--- Begin Text segment ---

Hidden Forces – Interview Series

Hidden Forces, hosted by Demetri Kofinas is an nice set of interviews with various people on topics including: finance, complexity, mathematics, and cryptocurrencies. I struggled listening to some of the interviewees because I did not agree with their ideas or conclusions; but I guess it is good to have conflicting opinions in order to encourage debate in the comments and to help review one’s own opinions and understandings. Regardless, Kofinas provides a highly accessible medium through which advanced ideas can be grasped.

I first ran across Hidden Forces while listening to the interview with Ray Monk about philosophical mathematics. Monk’s narration on the work of Frege, Russell, Whitehead, Wittgenstein, and Gödel is excellent – by far one of the clearest and easiest to grasp. It was learning about these paradigms and paradoxes of mathematics via Hofstadter’s famous book which led me to start this website.

The Misbehavior of Markets: A Fractal View of Financial Turbulence – Benoit Mandelbrot

I’ve been wanting to read The Misbehavior of Markets: A Fractal View of Financial Turbulence by Benoit Mandelbrot for a number of years. Mandelbrot helped to change the way people view financial market dynamics. This book is definitely a must read for people working in the financial industry. However, Mandelbrot was not the first. It is a little surprising that Mandelbrot did not talk in detail about the work of R.N. Elliott or Robert Prechter, among others, which I think complement Mandelbrot’s work on financial fractals. Patrick Harris wrote a short paper discussing whether Mandelbrot should have cited Elliott (link to paper).

To me, the idea of infinite memory processes is one of the most important concepts touched on by Mandelbrot in this book. It suggests that economists and traders should be developing models and theories which value the importance of price series and data going back decades. And it makes sense to me that people and prices do not change their fundamental behavior over extended periods of technological evolution. However, I suspect that organisms do change their fundamental behavior if the time horizon is thousands or millions of years. I am very curious to read more about Hurst’s studies of the Nile.

--- End Text segment ---
--- Begin Available records ---

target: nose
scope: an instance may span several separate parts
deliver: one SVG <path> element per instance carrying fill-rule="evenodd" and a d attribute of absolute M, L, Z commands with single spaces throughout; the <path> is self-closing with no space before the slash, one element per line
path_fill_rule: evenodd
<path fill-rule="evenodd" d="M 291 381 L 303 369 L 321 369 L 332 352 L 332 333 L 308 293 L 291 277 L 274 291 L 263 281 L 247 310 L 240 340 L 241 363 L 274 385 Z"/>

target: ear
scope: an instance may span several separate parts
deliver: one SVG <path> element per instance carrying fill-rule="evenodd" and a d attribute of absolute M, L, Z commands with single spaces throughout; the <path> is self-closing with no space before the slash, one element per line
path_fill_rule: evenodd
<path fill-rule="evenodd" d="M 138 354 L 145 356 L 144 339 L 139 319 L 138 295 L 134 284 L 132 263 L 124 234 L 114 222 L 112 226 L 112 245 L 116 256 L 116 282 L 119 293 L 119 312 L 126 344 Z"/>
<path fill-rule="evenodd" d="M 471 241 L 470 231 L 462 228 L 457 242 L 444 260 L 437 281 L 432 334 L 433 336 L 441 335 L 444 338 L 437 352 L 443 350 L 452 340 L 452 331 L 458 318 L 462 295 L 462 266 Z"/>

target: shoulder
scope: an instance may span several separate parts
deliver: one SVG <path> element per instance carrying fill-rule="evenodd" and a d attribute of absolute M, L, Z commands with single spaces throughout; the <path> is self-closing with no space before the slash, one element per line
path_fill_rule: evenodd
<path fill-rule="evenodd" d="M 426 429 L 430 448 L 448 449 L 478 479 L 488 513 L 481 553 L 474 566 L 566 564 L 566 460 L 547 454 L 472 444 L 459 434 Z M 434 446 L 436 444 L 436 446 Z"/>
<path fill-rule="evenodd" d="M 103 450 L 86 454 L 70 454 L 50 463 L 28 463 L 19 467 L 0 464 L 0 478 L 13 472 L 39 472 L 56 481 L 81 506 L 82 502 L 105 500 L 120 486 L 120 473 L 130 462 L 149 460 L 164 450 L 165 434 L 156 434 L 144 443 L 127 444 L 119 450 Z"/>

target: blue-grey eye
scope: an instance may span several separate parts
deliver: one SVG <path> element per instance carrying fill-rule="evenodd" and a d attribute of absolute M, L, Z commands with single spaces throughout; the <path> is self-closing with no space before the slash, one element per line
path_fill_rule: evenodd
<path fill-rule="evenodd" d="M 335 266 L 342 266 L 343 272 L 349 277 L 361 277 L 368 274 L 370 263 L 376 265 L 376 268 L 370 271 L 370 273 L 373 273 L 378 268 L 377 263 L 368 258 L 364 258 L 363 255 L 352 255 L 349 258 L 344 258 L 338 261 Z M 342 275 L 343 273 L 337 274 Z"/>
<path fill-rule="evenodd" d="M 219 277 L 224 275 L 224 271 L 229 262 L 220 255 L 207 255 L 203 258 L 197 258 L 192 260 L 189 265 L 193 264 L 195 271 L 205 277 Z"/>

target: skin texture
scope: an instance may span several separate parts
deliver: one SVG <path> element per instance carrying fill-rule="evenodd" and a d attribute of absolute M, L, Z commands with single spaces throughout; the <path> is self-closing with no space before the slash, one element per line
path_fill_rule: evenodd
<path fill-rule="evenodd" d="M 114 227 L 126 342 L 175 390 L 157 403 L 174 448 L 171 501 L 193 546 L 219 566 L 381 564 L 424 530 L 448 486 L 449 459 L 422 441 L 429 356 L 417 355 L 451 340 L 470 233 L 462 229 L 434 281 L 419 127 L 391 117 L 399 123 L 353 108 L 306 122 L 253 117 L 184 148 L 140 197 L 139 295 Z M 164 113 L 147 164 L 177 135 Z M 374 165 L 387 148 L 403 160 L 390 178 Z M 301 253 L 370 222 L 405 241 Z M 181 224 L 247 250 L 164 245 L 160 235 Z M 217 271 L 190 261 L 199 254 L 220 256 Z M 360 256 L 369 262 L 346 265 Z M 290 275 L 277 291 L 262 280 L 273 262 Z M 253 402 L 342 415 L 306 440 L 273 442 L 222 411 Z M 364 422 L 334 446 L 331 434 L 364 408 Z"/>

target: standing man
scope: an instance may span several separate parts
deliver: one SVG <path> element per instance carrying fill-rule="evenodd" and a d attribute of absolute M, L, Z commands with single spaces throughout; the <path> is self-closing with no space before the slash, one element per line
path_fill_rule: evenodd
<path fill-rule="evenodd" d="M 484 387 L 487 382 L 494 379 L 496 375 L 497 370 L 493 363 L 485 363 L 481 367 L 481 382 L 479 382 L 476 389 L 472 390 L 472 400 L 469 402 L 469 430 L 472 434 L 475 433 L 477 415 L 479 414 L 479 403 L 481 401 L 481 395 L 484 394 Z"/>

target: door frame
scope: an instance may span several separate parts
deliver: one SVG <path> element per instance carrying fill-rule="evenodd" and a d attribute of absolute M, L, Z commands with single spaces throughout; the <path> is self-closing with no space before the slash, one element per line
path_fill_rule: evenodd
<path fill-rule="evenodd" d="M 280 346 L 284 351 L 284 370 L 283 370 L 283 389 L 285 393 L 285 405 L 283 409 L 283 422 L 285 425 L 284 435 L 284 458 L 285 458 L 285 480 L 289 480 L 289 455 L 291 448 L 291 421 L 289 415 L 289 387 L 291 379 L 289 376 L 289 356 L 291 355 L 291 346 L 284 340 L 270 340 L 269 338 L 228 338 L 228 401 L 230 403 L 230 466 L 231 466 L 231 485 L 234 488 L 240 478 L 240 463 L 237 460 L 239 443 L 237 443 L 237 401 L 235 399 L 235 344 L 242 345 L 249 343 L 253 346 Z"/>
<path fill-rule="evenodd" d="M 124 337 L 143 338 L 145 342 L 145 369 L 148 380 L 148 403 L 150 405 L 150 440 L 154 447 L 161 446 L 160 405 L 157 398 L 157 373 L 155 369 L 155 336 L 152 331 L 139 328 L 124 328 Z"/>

--- End Available records ---

# [Prompt 1]
Using the blog post, decide whether each statement agrees with it, answering yes or no and quoting the words that settle it: (a) The writer first came across Hidden Forces through the interview with Ray Monk. (b) Mandelbrot discussed the work of R.N. Elliott in detail in the book. (c) The writer believes organisms never change their fundamental behavior, whatever the time horizon.
# [Prompt 2]
Reproduce only the part of the entries that opens with their first line and closes with the line containing "291 381 L 303", with the requests included. Decrease every coordinate in the answers by 120.

# [Task solution 1]
(a) Yes: "I first ran across Hidden Forces while listening to the interview with Ray Monk about philosophical mathematics."
(b) No: "It is a little surprising that Mandelbrot did not talk in detail about the work of R.N. Elliott or Robert Prechter, among others"
(c) No: "However, I suspect that organisms do change their fundamental behavior if the time horizon is thousands or millions of years."

# [Task solution 2]
target: nose
scope: an instance may span several separate parts
deliver: one SVG <path> element per instance carrying fill-rule="evenodd" and a d attribute of absolute M, L, Z commands with single spaces throughout; the <path> is self-closing with no space before the slash, one element per line
path_fill_rule: evenodd
<path fill-rule="evenodd" d="M 171 261 L 183 249 L 201 249 L 212 232 L 212 213 L 188 173 L 171 157 L 154 171 L 143 161 L 127 190 L 120 220 L 121 243 L 154 265 Z"/>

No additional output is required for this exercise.